━━ PROVIDED TEXT ━━
Esophageal dysplasia can be treated in a number of ways, including endoscopic resection, Barrx or radiofrequency ablation, esophagectomy, or photodynamic therapy. An endoscopy must be conducted for a pathologist to make a diagnosis of dysplasia, according to the Boston Medical Center.
The endoscopic resection option involves direct removal of abnormal lesions or tumors from the esophageal lining. The pathologist then examines the removed tissue to determine if the dysplasia has been removed and treated or if it indicates an early esophageal cancer, the Boston Medical Center explains.
Barrx ablation involves burning the dysplasia in the esophagus and replacing it with esophageal cells that appear normal, states the Boston Medical Center. Esophagectomy is the surgical removal of all or part of the esophagus and is usually reserved for the highest risk cases. In photodynamic therapy, the patient receives an injection of a light-sensitive drug into the dysplasia followed by an endoscopy and laser treatment of the esophageal lining.
━━━
━━ RAW DATA ━━
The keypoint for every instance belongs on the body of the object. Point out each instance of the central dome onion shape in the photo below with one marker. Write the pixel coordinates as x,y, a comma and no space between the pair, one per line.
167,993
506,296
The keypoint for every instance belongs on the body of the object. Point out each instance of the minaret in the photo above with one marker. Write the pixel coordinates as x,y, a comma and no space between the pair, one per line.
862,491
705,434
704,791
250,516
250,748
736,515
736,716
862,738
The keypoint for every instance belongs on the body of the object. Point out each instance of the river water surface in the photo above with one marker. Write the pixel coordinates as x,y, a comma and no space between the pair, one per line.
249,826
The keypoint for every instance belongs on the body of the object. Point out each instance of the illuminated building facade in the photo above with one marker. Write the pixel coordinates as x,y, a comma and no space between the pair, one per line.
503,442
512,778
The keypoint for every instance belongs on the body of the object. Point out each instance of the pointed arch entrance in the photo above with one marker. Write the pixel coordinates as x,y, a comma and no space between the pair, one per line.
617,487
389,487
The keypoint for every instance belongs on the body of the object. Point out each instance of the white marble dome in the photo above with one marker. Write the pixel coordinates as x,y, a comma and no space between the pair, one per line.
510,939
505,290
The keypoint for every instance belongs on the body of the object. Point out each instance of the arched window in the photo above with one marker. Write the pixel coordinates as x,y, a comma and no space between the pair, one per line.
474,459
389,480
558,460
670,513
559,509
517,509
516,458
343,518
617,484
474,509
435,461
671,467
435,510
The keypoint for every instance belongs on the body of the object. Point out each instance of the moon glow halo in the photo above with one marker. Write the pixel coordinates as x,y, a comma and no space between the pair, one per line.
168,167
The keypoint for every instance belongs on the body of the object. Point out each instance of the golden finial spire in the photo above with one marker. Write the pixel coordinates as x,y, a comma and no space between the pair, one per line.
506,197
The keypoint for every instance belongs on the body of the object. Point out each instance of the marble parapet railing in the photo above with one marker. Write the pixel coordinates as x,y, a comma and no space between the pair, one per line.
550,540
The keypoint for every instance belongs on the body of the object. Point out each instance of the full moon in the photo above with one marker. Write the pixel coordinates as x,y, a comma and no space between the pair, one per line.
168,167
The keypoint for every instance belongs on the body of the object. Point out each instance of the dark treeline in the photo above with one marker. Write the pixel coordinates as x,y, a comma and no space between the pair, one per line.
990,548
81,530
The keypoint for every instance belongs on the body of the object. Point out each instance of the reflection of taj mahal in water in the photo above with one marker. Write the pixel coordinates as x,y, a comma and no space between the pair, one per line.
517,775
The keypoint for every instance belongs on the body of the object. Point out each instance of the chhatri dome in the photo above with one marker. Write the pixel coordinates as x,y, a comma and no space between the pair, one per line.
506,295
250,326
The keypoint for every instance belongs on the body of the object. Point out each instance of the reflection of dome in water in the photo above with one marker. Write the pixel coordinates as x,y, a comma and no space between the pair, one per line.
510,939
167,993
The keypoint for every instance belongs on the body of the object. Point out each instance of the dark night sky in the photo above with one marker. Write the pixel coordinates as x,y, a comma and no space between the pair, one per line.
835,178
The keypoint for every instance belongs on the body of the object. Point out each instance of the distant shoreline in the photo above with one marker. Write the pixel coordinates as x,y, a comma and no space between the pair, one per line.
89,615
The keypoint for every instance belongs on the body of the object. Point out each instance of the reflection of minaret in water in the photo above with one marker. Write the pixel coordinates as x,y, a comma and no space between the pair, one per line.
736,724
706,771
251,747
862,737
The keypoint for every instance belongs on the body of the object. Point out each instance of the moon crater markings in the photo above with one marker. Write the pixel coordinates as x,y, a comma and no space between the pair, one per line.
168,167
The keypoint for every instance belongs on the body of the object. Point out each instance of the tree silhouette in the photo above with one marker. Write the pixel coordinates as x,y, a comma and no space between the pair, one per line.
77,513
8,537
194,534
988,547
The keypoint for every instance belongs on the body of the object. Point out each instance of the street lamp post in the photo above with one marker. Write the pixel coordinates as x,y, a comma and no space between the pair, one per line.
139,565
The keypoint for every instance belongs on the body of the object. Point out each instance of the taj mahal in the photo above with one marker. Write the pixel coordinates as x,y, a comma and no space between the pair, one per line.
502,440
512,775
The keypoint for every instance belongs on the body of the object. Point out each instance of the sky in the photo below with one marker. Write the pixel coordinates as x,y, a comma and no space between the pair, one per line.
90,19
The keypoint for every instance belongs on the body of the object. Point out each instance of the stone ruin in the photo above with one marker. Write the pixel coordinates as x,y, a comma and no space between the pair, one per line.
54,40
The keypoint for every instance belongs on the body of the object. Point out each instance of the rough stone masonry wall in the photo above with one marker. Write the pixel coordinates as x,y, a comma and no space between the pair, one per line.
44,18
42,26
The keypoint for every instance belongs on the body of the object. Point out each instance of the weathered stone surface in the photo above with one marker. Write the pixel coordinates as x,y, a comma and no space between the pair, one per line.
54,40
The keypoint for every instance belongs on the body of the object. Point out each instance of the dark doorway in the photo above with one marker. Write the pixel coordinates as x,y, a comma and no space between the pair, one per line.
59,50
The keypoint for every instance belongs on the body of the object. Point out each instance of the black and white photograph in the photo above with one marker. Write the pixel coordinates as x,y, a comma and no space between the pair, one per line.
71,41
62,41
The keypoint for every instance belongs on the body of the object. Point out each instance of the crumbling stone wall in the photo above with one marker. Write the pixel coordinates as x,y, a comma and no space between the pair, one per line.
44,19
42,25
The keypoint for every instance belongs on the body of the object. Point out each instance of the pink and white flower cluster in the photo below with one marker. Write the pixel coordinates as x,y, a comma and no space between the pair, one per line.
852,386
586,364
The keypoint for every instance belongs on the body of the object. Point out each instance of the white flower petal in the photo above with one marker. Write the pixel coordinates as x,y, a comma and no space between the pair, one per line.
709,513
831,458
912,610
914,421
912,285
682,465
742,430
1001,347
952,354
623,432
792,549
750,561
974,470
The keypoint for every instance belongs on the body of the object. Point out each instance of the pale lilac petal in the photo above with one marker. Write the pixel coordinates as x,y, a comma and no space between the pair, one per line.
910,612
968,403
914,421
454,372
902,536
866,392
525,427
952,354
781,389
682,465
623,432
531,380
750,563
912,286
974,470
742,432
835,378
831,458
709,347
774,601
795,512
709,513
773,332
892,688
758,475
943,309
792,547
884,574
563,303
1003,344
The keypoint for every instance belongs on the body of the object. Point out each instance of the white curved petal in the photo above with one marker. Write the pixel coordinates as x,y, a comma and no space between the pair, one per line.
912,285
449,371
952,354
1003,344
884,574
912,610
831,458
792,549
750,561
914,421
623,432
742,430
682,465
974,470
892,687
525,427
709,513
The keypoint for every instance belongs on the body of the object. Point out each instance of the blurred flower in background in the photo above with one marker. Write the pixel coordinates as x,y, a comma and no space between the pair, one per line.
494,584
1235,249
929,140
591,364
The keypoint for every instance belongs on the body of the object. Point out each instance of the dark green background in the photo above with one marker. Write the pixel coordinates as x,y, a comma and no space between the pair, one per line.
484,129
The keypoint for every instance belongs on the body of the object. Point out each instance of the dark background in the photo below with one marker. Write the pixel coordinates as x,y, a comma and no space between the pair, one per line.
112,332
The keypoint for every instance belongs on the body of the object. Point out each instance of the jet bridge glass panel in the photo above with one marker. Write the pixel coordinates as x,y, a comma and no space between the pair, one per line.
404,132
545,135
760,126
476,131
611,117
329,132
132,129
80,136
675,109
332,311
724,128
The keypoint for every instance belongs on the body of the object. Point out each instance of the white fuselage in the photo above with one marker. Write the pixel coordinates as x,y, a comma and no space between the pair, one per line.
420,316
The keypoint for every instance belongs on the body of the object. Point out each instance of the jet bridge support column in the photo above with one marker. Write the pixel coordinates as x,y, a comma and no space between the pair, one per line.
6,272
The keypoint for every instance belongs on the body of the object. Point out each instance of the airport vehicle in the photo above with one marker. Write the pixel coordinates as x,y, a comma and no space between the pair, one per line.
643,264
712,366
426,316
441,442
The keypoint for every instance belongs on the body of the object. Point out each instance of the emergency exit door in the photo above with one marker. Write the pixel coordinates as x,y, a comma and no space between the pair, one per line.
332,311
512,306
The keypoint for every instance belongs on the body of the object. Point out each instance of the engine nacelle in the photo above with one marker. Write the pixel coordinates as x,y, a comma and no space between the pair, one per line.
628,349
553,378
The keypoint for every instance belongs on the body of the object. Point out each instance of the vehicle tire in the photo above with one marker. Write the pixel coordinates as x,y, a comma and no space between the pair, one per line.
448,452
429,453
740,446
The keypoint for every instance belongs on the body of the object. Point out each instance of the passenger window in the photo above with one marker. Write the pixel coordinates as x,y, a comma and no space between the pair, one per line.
━━━
* **REQUIRED ACTION 1**
Reproduce the esophageal dysplasia text word for word, starting at "The endoscopic resection" and ending at "of the esophageal lining.".
* **REQUIRED ACTION 2**
Answer these questions from the esophageal dysplasia text:
(a) What must be conducted for a pathologist to make a diagnosis of dysplasia?
(b) For which cases is esophagectomy usually reserved?
(c) What kind of drug does the patient receive by injection in photodynamic therapy?
Rely on the esophageal dysplasia text alone.

* **TASK OUTPUT 1**
The endoscopic resection option involves direct removal of abnormal lesions or tumors from the esophageal lining. The pathologist then examines the removed tissue to determine if the dysplasia has been removed and treated or if it indicates an early esophageal cancer, the Boston Medical Center explains.
Barrx ablation involves burning the dysplasia in the esophagus and replacing it with esophageal cells that appear normal, states the Boston Medical Center. Esophagectomy is the surgical removal of all or part of the esophagus and is usually reserved for the highest risk cases. In photodynamic therapy, the patient receives an injection of a light-sensitive drug into the dysplasia followed by an endoscopy and laser treatment of the esophageal lining.

* **TASK OUTPUT 2**
(a) An endoscopy.
(b) The highest risk cases.
(c) A light-sensitive drug.